DOCUMENT EXCERPT —
This shows that mRASP2 successfully learns a joint representation of non-English languages even without parallel pairs. The reason is that contrastive learning promotes the language-agnostic sentence representation, and AA helps with word-level joint representation. The introduction of MC24 also helps with learning a universal language-agnostic embedding space. mRASP2 improves the zero-shot translation by a large margin, while maintaining a outstanding performance on English-centric directions.

Analysis

What is the importance of each contribution?

PROBLEM TO WORK ON —
Resume the passage about the mRASP2 translation model, starting after its last line.

Extracted records:

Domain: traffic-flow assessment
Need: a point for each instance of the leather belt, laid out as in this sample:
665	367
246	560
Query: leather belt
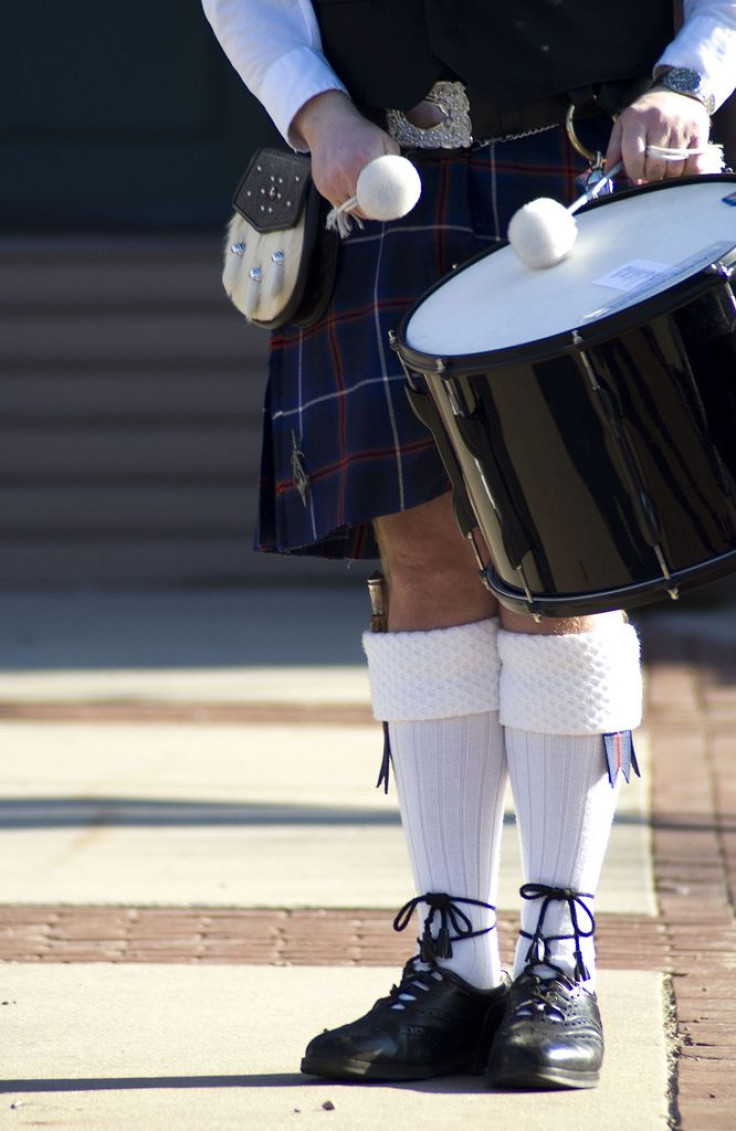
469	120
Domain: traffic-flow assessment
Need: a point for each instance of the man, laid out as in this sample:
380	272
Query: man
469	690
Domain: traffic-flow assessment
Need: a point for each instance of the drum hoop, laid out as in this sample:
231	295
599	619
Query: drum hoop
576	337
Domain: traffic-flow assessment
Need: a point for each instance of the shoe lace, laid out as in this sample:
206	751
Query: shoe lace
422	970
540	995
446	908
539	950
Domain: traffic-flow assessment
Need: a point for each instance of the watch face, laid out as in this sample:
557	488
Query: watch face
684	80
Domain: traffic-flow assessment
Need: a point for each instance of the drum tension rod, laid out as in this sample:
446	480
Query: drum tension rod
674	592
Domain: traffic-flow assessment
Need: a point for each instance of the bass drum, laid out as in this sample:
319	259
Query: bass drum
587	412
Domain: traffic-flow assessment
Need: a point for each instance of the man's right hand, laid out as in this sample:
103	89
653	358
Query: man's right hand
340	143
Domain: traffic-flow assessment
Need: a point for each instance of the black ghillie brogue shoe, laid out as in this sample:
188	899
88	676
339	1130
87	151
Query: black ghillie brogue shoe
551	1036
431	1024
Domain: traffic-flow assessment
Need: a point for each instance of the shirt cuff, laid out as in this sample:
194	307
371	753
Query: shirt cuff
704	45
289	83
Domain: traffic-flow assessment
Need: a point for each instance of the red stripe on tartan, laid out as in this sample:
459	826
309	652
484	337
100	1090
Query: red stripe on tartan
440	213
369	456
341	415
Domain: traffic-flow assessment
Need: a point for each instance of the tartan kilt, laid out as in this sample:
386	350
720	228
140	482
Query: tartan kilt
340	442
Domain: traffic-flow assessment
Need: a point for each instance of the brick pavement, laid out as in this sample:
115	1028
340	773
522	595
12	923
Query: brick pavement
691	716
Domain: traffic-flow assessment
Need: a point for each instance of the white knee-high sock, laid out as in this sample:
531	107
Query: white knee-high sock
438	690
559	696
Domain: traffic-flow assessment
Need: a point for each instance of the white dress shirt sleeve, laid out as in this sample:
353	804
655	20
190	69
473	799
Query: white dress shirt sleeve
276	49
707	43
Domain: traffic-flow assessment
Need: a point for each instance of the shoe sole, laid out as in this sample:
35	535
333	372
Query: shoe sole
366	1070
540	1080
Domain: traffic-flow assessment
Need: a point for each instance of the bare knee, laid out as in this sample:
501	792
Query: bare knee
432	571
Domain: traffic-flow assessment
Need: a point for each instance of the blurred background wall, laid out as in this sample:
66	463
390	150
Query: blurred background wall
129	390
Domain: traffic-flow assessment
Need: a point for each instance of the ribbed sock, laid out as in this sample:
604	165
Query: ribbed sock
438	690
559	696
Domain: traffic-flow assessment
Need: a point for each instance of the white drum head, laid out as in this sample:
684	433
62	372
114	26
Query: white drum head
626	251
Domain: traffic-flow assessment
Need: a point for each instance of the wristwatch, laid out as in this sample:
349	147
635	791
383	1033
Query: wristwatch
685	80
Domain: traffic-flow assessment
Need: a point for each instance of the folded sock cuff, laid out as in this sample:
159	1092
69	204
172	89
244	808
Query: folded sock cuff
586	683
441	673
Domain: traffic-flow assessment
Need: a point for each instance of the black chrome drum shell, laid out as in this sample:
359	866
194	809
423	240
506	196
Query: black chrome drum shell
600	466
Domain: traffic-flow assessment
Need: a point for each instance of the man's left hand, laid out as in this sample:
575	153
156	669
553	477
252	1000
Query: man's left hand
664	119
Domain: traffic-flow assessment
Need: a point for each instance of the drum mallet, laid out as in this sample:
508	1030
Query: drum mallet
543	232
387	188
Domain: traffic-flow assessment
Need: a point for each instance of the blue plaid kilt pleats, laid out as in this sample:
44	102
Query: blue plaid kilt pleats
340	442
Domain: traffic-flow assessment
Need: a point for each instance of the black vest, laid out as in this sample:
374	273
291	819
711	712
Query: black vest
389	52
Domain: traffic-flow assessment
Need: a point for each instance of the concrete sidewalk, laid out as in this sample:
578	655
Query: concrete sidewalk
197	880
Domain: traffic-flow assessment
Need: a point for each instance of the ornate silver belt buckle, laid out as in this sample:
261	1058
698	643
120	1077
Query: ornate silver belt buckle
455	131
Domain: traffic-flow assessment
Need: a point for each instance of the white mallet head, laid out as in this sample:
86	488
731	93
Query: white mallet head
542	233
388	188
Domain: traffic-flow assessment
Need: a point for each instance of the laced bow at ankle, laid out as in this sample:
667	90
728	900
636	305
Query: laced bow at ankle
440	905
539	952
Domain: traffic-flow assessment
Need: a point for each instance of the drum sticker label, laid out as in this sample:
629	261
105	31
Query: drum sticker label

--

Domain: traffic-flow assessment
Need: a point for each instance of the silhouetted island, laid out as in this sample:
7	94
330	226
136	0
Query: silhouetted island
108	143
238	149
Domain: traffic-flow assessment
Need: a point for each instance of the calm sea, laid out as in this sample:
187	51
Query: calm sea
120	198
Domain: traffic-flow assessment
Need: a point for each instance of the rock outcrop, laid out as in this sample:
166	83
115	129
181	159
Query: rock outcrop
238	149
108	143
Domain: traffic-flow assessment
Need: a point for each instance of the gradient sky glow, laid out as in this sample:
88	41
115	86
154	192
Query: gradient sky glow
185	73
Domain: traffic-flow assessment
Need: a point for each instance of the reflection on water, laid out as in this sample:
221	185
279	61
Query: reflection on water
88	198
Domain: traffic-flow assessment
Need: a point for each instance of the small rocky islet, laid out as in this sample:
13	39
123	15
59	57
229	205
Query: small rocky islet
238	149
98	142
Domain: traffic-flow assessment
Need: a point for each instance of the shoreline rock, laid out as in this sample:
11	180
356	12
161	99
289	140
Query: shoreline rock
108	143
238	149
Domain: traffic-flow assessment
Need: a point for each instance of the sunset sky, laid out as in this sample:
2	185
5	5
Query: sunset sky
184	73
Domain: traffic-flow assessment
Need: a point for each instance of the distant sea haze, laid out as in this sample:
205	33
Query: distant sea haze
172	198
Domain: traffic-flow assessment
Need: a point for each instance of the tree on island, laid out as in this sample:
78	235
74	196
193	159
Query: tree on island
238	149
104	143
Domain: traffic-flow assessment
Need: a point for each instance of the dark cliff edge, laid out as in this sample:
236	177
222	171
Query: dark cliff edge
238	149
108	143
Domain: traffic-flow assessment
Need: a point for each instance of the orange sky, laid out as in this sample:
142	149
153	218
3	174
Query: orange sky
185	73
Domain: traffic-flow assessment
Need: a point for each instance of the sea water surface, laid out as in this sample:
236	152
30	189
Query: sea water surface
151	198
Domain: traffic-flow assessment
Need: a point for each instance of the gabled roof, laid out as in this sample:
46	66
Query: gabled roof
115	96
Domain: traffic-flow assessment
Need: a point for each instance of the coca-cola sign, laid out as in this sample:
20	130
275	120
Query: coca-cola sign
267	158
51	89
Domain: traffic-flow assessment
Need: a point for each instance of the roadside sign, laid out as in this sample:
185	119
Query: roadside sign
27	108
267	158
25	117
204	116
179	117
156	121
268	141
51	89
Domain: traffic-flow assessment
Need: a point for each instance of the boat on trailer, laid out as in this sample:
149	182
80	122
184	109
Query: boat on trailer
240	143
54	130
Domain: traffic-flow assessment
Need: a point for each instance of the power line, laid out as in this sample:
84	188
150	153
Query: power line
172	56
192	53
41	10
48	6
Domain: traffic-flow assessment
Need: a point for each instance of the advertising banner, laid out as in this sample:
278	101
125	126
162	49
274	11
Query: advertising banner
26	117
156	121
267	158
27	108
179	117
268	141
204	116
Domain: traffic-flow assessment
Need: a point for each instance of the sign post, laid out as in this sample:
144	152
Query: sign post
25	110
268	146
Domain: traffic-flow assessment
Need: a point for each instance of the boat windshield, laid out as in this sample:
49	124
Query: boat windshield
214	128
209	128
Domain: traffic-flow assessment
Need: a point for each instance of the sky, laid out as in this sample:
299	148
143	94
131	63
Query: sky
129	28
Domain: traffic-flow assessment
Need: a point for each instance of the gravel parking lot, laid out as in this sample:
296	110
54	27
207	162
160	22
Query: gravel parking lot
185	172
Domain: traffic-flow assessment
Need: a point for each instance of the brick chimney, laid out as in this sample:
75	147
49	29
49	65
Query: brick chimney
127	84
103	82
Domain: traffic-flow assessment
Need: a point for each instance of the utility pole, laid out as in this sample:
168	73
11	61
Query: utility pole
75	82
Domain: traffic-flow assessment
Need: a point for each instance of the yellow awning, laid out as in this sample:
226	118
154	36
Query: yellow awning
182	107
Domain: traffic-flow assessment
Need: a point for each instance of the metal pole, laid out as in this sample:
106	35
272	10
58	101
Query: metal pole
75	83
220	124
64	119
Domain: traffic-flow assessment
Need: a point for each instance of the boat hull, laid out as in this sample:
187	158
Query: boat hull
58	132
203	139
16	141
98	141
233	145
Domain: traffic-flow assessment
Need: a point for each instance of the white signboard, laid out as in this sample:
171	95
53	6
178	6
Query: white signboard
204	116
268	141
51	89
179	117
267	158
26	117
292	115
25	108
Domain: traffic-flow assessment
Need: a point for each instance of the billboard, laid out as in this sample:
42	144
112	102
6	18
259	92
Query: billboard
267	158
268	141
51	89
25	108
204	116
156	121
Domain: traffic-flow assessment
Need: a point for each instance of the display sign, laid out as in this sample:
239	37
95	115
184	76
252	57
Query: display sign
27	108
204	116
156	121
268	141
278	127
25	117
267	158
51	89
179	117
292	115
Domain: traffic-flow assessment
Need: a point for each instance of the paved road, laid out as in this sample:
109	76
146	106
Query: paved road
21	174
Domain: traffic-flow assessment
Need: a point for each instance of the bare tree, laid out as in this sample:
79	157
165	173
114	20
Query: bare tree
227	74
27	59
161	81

...

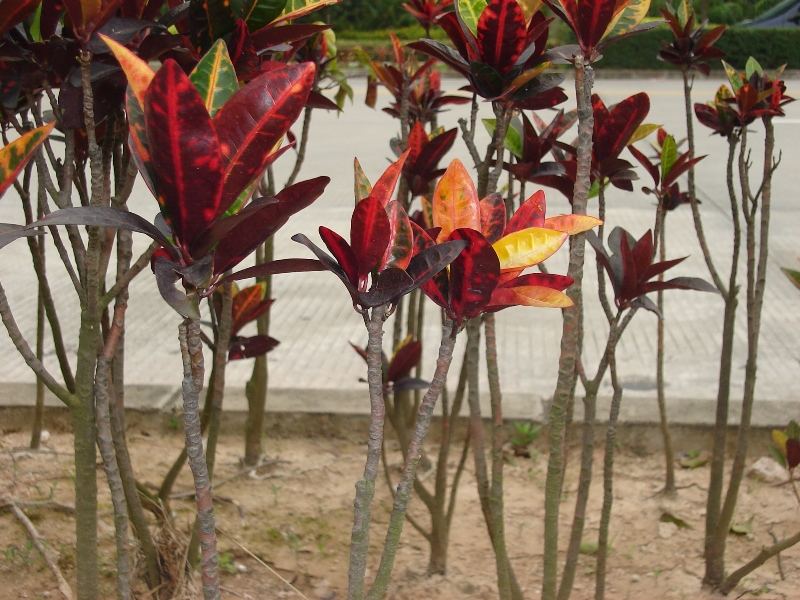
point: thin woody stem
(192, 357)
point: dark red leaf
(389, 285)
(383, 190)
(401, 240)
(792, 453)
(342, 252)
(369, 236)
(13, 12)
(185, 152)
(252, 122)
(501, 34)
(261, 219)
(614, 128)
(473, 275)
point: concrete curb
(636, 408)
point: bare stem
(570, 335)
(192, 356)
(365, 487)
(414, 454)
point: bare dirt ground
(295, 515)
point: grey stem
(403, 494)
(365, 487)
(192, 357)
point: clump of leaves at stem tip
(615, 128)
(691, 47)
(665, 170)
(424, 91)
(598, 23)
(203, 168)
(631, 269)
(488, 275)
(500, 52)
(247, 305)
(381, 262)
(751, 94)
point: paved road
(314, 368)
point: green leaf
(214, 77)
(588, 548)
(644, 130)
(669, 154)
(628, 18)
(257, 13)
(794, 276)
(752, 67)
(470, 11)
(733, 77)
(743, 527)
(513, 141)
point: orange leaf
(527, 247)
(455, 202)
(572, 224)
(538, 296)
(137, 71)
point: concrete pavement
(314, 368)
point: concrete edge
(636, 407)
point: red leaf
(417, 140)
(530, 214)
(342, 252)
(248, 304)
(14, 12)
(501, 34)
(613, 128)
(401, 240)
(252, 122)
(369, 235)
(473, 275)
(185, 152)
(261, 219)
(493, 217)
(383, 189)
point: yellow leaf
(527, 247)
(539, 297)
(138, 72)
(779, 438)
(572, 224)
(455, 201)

THE OUTPUT —
The authors also demonstrate the importance of contrastive learning, AA, and MC24 by doing an ablation study. The following table shows their results. We can observe that: (1) Contrastive loss is the main contributor to zero-shot translation. Comparing 1 and 3, CTL hugely improves zero-shot translation quality by almost 10.0 BLEU without harming performance on supervised/unsupervised directions. In fact, both supervised/unsupervised quality is slightly improved with CTL. (2) AA boosts up all 3-ways by over 1.0 BLEU if compare 3 and 4. It can be seen as a stable data augmentation method to improve translation quality on unified multilingual framework. (3) Monolingual dataset, MC24 hugely improves the unsupervised direction translation by nearly 13.0 BLEU, and also other two ways by a certain margin. It is beneficial for the overall unified many-to-many translation system.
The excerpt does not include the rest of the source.